PROBLEM STATEMENT »
Copy out the data exactly as it appears, without a single image.
##### RECORD EXCERPTS #####
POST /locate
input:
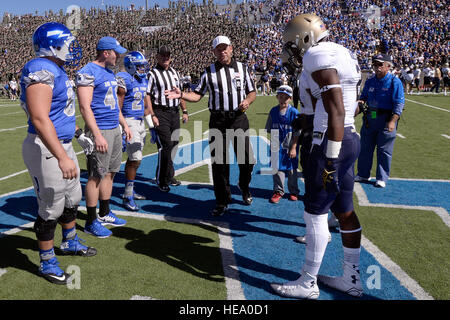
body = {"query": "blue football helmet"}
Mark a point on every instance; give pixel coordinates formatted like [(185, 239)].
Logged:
[(136, 64), (53, 39)]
#####
PROBLEM SOLUTION »
POST /locate
input:
body = {"query": "blue football helmet"}
Mark a point on every instance; give pixel coordinates formatted like [(185, 239)].
Logged:
[(136, 64), (53, 39)]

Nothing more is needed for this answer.